Aim of the exercise :: Could you carry on the passage on the automatic driving method of the sliding-type mobile terminal, picking up right after its final sentence?

Passage to read ::

The automatic driving method will be described in the case of providing position detecting means for detecting the rotation of the hinge shaft 31 securely fixed to the shaft of the driving motor. The automatic driving method comprises the following steps.
FIG. 8 shows a mobile communication terminal with position detecting means for detecting the rotation of the hinge shaft.
(a) Step for applying a drive signal to the driving control unit:
First, an initial drive signal for moving the sliding-type mobile communication terminal to the opening or closing position is applied to the driving control unit. The drive signal may be generated by means of the operation of the opening/closing operation switch 12 attached to the first terminal body or the second terminal body. A button having different functions, which is attached to the side of the sliding-type mobile communication terminal, may be used instead of the switch 12.
(b) Step for detecting an initial position of the first terminal body 10 to determine the rotating direction of the driving motor 40 and for applying a drive signal having the determined rotating direction to the driving motor:
When the drive signal is applied to the driving control unit at Step (a), the driving control unit detects the position of the first terminal body by means of the detecting means.
Determination as to whether the first terminal body is opened or closed can be made by means of a circuit included in the mobile communication terminal. For example, the LCD may be turned on by means of the circuit when a user opens the upper terminal body, and the LCD may be turned off by means of the circuit when the user closes the upper terminal body. The detecting means may be the non-contact sensor or the contact sensor shown in FIG. 6. Another type of opening/closing detecting means may also be used.

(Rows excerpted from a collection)

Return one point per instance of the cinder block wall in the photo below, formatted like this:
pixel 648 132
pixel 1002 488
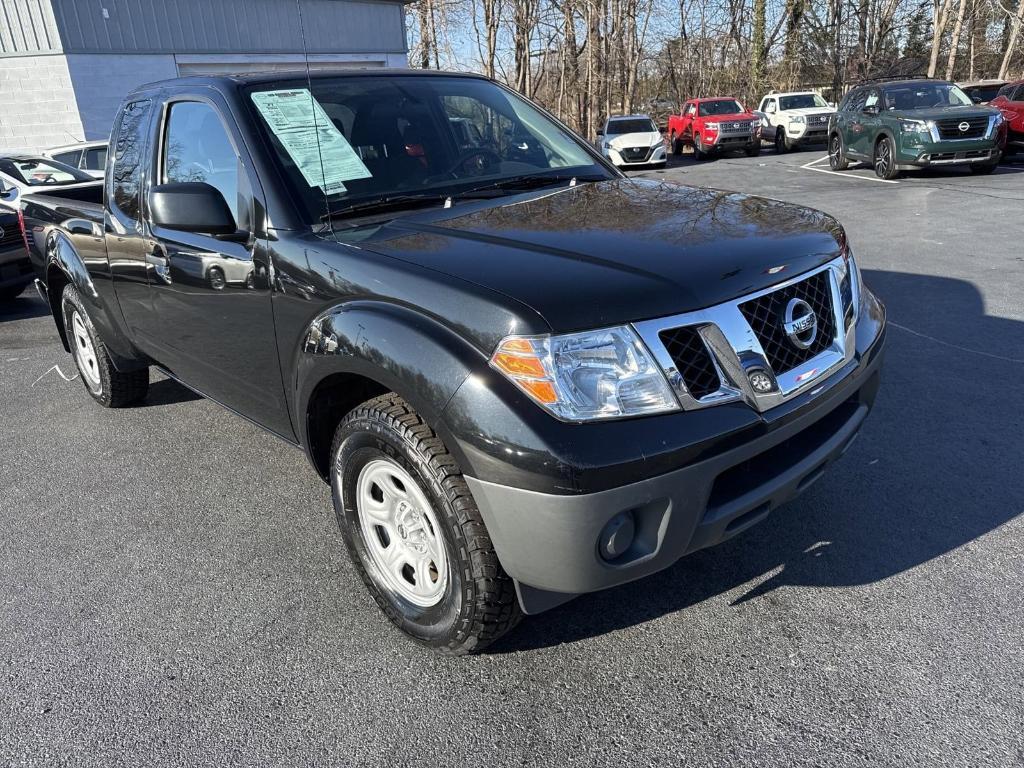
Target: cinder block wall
pixel 102 80
pixel 38 108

Reply to the task ::
Step (b), the position of the first terminal body is detected by means of the opening/closing detecting means so that the rotation direction of the driving motor is determined. When it is detected that the second terminal body is exposed, the rotating direction of the driving motor is determined so that the first terminal body is moved to the closing position by means of the driving motor. The drive signal having the above-mentioned determined rotating direction is applied to the driving motor again. In the case that the second terminal body is covered, the drive signal is applied having the direction opposite to the above-mentioned rotating direction, i.e., the direction in which the first terminal body is moved to the opening position.
(c) Step for applying a drive-stop signal to the driving motor when the prescribed number of in-phase signals is detected by means of the position detecting means for detecting the rotation of the hinge shaft 31:
The drive signal having the determined rotating direction is applied to the driving motor after Step (b). As a result, the driving motor is operated, and the first terminal body is slid to the opening position or the closing position by means of the driving motor. When the prescribed number of in-phase signals is detected by means of the position detecting means for detecting the rotation of the hinge shaft 31, as shown in FIG. 6, the driving control unit applies a drive-stop signal to the motor 40, by which the operation of the motor is stopped.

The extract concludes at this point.